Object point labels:

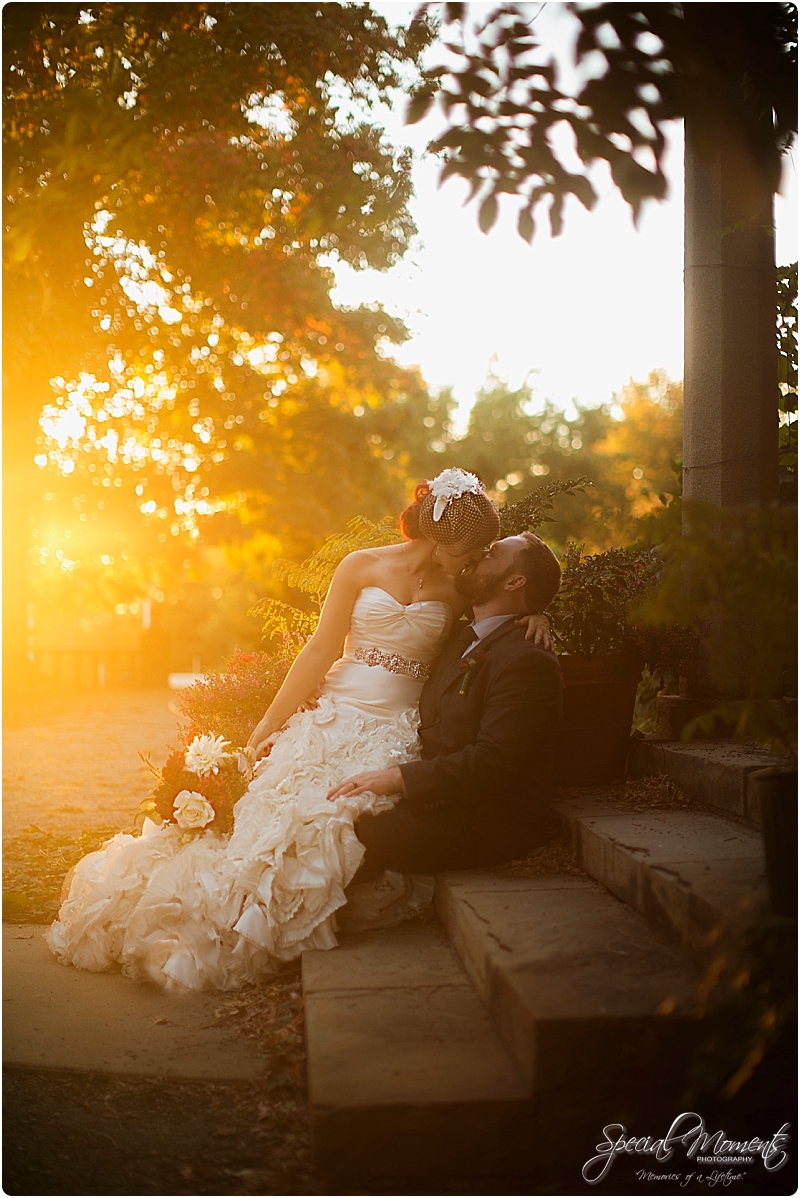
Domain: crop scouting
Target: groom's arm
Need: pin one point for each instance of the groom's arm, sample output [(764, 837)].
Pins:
[(520, 713)]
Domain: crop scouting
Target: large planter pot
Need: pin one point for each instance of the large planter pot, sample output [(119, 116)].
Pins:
[(777, 792), (599, 699)]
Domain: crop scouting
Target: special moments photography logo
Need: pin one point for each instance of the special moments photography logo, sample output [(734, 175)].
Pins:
[(688, 1131)]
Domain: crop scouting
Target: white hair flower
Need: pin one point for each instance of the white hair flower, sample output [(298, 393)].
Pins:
[(192, 810), (206, 754), (452, 484)]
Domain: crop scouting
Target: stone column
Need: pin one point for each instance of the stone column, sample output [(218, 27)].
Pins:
[(729, 350), (729, 355)]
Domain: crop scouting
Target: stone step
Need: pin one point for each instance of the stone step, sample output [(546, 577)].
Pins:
[(694, 875), (593, 1006), (711, 773), (407, 1078)]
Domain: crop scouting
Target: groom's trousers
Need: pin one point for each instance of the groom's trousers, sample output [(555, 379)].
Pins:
[(411, 840)]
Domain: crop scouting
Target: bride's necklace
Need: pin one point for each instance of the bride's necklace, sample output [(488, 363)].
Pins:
[(424, 578)]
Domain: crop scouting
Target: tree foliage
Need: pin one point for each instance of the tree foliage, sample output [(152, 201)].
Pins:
[(660, 61)]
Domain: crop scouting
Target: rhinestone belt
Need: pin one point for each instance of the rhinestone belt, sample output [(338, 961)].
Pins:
[(393, 663)]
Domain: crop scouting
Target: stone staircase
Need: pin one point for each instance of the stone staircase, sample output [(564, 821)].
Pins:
[(485, 1052)]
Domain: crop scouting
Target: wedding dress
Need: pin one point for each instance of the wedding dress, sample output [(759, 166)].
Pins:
[(207, 912)]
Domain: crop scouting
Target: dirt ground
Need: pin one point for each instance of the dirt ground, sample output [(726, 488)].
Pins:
[(73, 775), (72, 764)]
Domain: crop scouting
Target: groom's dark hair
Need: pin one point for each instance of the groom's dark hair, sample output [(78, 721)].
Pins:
[(543, 574)]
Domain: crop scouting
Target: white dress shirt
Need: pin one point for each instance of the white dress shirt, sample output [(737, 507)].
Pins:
[(482, 629)]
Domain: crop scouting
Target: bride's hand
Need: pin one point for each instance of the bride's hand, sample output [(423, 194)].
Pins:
[(261, 738), (538, 630), (377, 781)]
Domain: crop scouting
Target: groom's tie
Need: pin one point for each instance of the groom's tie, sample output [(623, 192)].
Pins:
[(466, 637)]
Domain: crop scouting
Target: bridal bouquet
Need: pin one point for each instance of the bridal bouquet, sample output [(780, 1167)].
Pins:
[(199, 786)]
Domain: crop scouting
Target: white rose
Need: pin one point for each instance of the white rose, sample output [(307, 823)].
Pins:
[(192, 810), (206, 754)]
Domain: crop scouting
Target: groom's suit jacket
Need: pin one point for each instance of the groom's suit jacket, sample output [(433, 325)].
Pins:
[(492, 744)]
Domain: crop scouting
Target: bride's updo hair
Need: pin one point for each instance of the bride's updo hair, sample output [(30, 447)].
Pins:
[(468, 519)]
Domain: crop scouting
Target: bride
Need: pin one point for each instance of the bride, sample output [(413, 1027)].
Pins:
[(211, 912)]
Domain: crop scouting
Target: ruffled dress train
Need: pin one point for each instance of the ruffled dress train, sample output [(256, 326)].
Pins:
[(206, 912)]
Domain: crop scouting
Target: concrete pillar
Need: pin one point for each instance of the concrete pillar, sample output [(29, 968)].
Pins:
[(729, 356)]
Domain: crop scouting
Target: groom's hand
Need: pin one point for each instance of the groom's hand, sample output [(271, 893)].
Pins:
[(377, 781)]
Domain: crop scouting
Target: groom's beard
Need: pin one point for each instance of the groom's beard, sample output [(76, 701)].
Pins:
[(478, 586)]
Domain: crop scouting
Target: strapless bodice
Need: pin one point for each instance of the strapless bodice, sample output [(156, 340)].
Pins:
[(416, 633)]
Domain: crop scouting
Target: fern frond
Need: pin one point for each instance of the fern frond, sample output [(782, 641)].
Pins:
[(290, 625), (531, 513), (313, 576)]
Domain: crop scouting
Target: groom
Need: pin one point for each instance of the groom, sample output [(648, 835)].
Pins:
[(488, 717)]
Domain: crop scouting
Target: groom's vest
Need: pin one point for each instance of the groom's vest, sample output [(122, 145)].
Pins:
[(488, 724)]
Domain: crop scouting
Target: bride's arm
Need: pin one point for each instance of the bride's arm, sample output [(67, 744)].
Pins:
[(317, 655)]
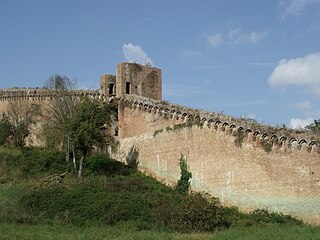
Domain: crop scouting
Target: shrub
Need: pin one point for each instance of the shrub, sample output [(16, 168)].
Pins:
[(196, 212), (183, 183), (133, 157), (102, 165)]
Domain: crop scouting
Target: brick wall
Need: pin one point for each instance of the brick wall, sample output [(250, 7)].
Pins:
[(286, 179)]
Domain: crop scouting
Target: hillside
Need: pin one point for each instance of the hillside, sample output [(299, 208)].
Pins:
[(39, 194)]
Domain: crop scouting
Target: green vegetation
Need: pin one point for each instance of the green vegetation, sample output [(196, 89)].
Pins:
[(40, 199), (266, 145), (183, 183), (239, 137), (132, 158)]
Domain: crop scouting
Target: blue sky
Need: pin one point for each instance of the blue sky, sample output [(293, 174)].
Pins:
[(251, 58)]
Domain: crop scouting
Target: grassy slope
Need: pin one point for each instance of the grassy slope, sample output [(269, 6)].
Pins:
[(21, 182)]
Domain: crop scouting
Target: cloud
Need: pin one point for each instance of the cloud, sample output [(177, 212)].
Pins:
[(294, 7), (303, 72), (190, 53), (134, 53), (297, 123), (238, 36), (215, 40), (304, 105)]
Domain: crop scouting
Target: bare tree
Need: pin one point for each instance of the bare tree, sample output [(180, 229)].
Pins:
[(21, 116), (59, 112)]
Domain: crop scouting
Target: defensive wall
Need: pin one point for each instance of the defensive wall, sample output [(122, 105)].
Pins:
[(244, 163), (38, 95), (272, 168)]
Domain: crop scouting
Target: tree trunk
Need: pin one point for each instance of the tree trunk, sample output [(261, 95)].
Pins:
[(80, 167), (68, 151), (74, 161)]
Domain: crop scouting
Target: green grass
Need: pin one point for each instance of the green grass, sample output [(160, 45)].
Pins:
[(123, 232), (116, 202)]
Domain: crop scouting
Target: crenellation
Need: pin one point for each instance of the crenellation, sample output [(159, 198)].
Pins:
[(266, 168)]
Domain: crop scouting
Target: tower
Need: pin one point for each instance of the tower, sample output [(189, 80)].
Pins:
[(133, 79)]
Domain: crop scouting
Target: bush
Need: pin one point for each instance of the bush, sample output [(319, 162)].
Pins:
[(197, 212), (102, 165), (183, 183), (133, 157), (31, 162)]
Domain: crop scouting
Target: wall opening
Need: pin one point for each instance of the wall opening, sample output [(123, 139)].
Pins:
[(111, 89), (128, 87)]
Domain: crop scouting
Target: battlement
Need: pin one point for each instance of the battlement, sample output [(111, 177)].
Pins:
[(255, 133), (41, 94)]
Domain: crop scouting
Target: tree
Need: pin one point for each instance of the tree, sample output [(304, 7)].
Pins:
[(183, 183), (21, 116), (86, 128), (59, 112)]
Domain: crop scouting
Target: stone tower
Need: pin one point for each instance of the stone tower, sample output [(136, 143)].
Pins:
[(134, 79)]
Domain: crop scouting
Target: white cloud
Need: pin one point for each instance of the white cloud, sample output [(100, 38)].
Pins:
[(303, 71), (238, 36), (256, 37), (134, 53), (295, 7), (215, 40), (304, 105), (297, 123), (190, 53)]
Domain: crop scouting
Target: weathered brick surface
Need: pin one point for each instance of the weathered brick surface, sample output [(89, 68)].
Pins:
[(286, 179)]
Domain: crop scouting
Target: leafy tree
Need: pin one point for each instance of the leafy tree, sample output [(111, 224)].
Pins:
[(86, 128), (5, 128)]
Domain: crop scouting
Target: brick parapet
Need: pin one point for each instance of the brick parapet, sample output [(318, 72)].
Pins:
[(255, 132), (41, 94)]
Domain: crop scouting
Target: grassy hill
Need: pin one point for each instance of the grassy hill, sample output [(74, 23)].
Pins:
[(40, 198)]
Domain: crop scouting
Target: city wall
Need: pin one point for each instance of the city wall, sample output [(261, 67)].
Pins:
[(242, 162), (284, 177)]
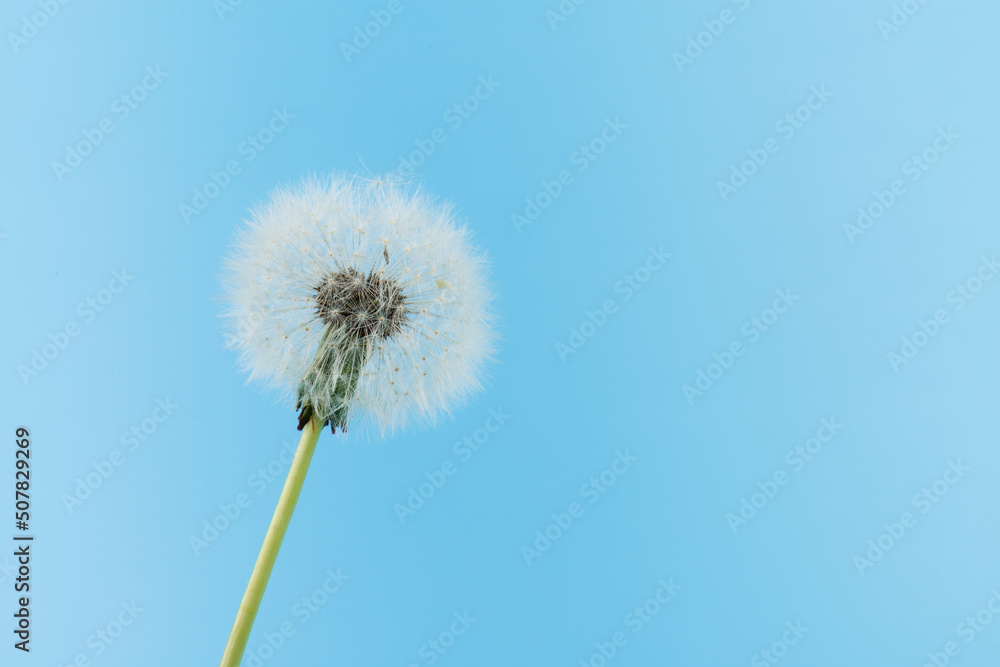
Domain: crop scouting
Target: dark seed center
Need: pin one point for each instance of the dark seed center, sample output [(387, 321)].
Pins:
[(371, 305)]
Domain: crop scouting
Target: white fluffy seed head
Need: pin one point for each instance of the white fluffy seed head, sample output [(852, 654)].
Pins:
[(360, 299)]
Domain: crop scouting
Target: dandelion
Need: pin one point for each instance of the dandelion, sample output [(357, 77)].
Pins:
[(362, 302)]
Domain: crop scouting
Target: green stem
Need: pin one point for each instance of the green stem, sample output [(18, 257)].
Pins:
[(272, 543)]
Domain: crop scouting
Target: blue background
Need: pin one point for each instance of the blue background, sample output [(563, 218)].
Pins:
[(655, 185)]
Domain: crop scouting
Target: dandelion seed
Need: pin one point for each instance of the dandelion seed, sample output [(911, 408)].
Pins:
[(361, 301)]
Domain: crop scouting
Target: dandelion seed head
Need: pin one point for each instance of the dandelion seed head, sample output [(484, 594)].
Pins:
[(360, 298)]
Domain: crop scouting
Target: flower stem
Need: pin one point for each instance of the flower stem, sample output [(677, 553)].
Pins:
[(272, 542)]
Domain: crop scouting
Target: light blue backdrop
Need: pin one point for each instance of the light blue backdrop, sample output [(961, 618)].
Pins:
[(635, 114)]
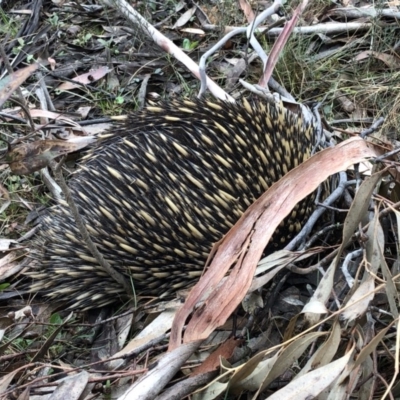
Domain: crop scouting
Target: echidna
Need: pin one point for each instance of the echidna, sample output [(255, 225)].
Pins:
[(158, 190)]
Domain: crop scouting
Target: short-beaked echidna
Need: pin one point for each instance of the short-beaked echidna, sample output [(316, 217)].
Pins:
[(158, 190)]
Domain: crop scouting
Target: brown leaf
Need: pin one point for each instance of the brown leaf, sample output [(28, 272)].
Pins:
[(85, 79), (244, 244), (212, 362), (29, 157)]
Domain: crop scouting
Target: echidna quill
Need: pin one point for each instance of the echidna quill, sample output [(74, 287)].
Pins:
[(158, 190)]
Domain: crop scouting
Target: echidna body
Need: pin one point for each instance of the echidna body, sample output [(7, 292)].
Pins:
[(157, 191)]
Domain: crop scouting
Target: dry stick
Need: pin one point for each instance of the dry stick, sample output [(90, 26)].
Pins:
[(169, 47), (85, 234)]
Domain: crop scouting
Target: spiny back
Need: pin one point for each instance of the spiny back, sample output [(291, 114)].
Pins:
[(158, 190)]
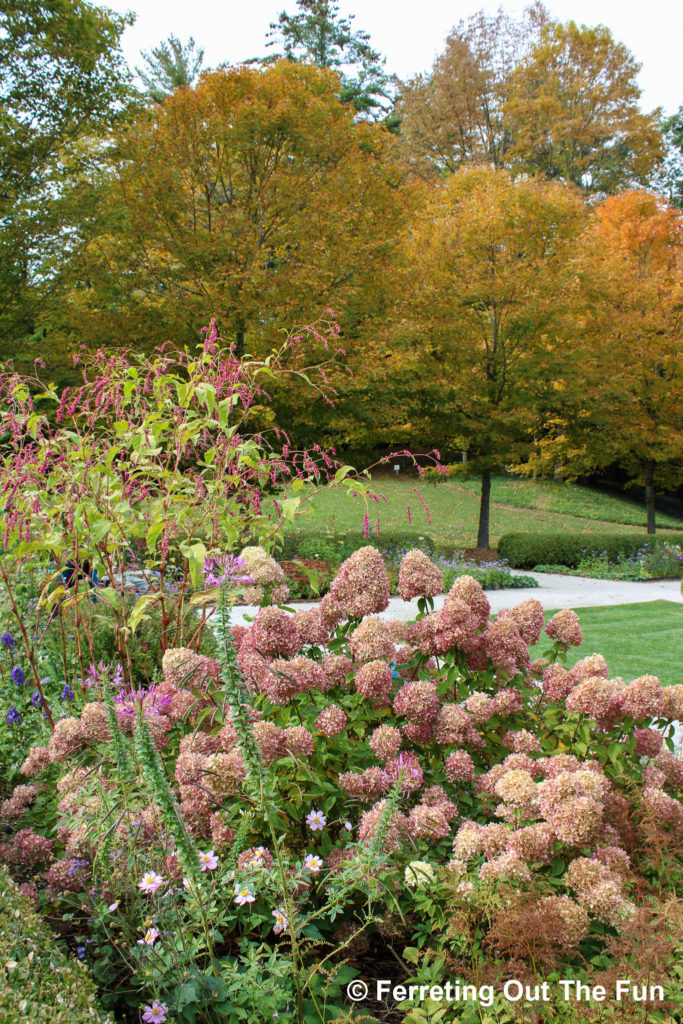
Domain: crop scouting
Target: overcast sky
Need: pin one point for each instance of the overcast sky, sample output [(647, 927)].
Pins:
[(412, 34)]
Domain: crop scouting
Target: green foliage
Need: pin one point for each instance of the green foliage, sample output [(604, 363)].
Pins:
[(38, 980), (317, 34), (170, 66), (528, 550), (62, 79)]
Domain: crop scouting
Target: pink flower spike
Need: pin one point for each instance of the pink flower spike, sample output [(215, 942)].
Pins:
[(150, 884), (208, 860), (156, 1014)]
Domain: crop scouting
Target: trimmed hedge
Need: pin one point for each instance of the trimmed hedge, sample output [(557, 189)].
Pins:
[(38, 980), (523, 551)]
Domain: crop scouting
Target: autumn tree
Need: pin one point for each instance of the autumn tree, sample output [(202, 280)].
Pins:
[(457, 114), (254, 198), (573, 102), (317, 34), (623, 394), (486, 258), (62, 79)]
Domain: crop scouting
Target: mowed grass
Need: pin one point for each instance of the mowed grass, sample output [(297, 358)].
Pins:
[(449, 512), (635, 639)]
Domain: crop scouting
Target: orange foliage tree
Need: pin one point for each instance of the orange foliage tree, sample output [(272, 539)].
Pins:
[(478, 314), (623, 393), (574, 105), (253, 198)]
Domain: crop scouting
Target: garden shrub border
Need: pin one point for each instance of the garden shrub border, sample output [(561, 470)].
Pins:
[(38, 980), (526, 550)]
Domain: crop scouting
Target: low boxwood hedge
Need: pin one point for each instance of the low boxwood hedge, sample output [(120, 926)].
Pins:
[(38, 980), (526, 550)]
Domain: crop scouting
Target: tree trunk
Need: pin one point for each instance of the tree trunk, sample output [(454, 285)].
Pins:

• _Problem requirements_
Please rewrite the part of the rows that opens at the start and closes with the line containing "[(485, 1052)]", replacing every "Target" with "Object" and keeping everything else unchanged. Leave out the pictures.

• _Result below_
Domain: crop scouting
Object: groom's arm
Need: pin one point for each instance of the groom's arm, sample output [(764, 837)].
Pins:
[(520, 713)]
Domain: crop scouting
Object: large planter pot
Need: pin one point for each instance of the large planter pot, sample output [(119, 116)].
Pins:
[(777, 792), (599, 699)]
Domain: crop scouting
Object: special moments photography logo
Need: pin one point for each instance of the special moments photography logo, sample output [(734, 175)].
Pins:
[(688, 1131)]
Domain: crop scouting
Object: white hair flower
Need: pin one point for each instance of the white hair flower, sample output [(298, 393)].
Pins:
[(192, 810), (206, 754), (452, 484)]
Domain: crop scouting
Object: stone column
Need: pin one point for each instance of the stone column, sample output [(218, 27)].
Pins:
[(729, 350), (729, 355)]
Domain: crop scouting
Object: stone step
Need: pin one point for each instance of the stone step, sample output [(546, 577)].
Pins:
[(694, 875), (593, 1006), (711, 773), (407, 1078)]
Domain: crop scouting
Object: groom's trousers
Need: pin one point for each instance of the groom's trousers, sample output [(555, 379)].
Pins:
[(411, 840)]
Domain: crop scouting
Object: bride's necklace
Need: pin one point for each instance of the bride's necklace, sample output [(488, 363)].
Pins:
[(424, 578)]
Domain: crop scouting
Object: tree foliage
Need: pin one point for each instance of the tree foliage, sample output [(152, 201)].
Pins:
[(660, 61)]
Domain: crop scouting
Object: rhinestone belt
Need: pin one point for each instance of the rhinestone belt, sample output [(338, 961)].
Pins:
[(393, 663)]
Domain: crop scouting
Object: stone staircase
Need: pin one point for each instance of the stone staircase, sample output [(564, 821)].
Pins:
[(485, 1052)]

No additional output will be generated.